Linguistics 567: Knowledge Engineering for NLP

Lab 7 Due 5/12

Read all the way through the assignment once before starting it. Once again I'll be asking for write ups, and basing a significant portion of the grade on the write up. This means that even if you don't get something working, you can get a lot of partial credit for describing the problem and how you attempted to handle it, and you best guess as to why it's not working. Conversely, you could have everything working properly, but if you don't describe the phenomena (with glossed examples) and how you handle them in your write up, you won't get full credit.

You might notice that these instructions are vaguer than in previous weeks. This is only partially because I expect you to have more of a sense to implement the details as the quarter goes along. It's more because I can't predict all of the details for this material. The upshot. Ask questions! Ask early and ask often :-).

Background

This lab has four goals:

Handle the syntactic differences between matrix and embedded polar questions and between polar questions and declaratives.
Implement the syntactic pattern of imperatives.
Map the right clausal semantics to each syntactic pattern.
Implement semantic selection by clausal-complement taking verbs of clause-types in their complements.

[Given request a]:
According to the lab assignment, how many goals does Lab 7 have?
The lab assignment and the rows come from unrelated sources.

[Material for this task]:
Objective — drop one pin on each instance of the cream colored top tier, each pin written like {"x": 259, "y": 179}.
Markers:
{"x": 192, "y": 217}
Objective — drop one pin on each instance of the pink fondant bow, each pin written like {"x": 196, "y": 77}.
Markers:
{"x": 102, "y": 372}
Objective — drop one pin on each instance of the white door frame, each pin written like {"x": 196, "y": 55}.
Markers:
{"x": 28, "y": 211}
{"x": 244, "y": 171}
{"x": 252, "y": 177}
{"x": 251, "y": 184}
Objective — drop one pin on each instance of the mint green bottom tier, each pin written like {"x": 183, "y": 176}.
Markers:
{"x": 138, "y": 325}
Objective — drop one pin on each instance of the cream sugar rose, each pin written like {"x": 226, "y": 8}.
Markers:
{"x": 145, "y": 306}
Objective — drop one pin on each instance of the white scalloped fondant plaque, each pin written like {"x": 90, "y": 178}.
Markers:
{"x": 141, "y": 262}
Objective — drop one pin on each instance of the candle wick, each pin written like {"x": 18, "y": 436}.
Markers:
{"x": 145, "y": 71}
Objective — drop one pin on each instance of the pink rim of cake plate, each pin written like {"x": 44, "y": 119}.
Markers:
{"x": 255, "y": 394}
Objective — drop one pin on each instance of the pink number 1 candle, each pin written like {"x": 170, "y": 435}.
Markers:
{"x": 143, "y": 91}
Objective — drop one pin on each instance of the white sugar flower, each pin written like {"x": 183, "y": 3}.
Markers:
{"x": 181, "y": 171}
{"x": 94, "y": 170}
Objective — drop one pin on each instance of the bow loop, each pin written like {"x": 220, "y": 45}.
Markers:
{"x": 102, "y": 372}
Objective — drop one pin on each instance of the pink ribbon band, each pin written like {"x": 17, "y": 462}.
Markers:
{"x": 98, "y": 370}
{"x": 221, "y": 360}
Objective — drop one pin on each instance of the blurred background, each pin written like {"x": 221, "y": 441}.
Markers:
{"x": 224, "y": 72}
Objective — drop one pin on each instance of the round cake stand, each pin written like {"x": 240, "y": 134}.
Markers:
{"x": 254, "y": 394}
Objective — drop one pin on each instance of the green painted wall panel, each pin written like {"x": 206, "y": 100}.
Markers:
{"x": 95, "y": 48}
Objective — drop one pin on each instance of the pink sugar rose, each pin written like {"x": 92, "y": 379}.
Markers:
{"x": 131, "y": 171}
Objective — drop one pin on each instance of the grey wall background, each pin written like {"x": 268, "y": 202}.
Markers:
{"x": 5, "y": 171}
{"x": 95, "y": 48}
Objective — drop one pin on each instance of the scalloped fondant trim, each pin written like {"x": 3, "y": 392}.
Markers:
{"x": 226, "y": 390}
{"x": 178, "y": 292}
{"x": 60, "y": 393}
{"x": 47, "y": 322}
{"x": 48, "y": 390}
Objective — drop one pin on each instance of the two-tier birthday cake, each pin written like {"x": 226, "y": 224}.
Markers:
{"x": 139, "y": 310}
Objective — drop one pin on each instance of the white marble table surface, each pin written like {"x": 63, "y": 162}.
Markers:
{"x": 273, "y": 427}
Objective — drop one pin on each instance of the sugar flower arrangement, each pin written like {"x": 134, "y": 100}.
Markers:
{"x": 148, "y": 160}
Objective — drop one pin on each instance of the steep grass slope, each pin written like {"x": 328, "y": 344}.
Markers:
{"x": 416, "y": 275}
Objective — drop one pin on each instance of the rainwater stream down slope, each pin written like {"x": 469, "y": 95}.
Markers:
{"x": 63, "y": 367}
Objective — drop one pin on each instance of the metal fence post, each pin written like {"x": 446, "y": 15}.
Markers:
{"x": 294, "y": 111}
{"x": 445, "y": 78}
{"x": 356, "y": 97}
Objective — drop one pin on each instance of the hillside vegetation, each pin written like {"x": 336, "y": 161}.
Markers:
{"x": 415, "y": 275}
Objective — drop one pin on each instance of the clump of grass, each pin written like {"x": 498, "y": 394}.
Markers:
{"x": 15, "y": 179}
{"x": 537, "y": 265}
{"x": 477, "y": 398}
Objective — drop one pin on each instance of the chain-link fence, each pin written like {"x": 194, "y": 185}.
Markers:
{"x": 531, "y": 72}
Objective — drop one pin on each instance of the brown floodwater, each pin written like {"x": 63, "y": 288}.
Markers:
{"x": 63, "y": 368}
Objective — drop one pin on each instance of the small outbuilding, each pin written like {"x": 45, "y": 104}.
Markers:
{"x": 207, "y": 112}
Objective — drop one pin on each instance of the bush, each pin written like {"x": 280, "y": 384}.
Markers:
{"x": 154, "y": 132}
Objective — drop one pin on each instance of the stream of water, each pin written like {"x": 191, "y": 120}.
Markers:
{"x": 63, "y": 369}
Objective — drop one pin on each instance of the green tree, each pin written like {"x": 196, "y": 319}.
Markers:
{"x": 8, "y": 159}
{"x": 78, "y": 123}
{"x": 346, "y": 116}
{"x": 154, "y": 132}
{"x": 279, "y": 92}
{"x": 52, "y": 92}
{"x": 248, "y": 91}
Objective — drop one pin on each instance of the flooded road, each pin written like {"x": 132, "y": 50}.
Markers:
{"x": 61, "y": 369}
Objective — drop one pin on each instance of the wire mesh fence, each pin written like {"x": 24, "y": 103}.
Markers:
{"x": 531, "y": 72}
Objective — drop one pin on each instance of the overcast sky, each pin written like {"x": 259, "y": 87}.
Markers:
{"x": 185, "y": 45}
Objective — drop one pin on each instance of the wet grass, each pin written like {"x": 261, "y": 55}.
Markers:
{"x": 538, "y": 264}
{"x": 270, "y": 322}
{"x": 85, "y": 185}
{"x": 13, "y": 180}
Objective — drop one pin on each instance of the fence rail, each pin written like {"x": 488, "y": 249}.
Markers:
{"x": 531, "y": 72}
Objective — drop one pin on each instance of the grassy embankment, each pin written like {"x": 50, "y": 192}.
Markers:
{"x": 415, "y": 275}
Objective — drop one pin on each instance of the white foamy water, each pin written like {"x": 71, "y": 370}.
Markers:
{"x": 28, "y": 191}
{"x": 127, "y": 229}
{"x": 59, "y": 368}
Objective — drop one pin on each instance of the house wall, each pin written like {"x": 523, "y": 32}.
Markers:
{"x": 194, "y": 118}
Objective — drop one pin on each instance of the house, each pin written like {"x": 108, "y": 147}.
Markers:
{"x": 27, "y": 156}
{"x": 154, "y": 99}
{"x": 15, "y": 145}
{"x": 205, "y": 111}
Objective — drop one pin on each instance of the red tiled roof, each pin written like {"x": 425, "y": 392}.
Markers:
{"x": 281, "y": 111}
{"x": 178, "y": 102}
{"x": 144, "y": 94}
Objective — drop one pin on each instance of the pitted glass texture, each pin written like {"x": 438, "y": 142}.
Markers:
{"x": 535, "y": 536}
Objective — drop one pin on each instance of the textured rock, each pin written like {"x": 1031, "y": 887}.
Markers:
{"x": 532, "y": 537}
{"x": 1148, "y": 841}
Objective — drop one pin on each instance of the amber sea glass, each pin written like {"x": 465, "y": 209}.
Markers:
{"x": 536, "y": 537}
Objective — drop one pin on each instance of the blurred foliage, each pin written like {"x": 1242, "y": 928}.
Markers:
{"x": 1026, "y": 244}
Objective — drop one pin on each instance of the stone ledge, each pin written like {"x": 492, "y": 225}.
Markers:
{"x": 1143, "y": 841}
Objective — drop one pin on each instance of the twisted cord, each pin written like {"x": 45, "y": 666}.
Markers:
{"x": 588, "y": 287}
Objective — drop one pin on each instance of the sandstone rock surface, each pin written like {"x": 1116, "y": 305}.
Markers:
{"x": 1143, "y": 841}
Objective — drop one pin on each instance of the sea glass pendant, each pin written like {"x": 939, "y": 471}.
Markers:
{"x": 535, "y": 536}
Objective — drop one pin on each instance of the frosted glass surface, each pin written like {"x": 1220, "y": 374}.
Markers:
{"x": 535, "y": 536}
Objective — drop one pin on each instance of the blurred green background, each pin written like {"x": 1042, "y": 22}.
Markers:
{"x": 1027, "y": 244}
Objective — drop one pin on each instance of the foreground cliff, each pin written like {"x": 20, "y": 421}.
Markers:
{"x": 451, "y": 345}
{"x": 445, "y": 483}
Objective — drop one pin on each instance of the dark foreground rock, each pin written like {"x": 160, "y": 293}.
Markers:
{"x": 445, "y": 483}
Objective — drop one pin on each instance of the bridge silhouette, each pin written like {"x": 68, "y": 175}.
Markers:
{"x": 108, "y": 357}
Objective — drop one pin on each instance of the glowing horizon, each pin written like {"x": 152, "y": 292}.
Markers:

[Given request b]:
Please pull out every line of the rows that contains the word "foreground".

[Worked answer a]:
Four.

[Worked answer b]:
Objective — drop one pin on each instance of the foreground cliff, each pin written like {"x": 20, "y": 421}.
Objective — drop one pin on each instance of the dark foreground rock, each pin written like {"x": 160, "y": 293}.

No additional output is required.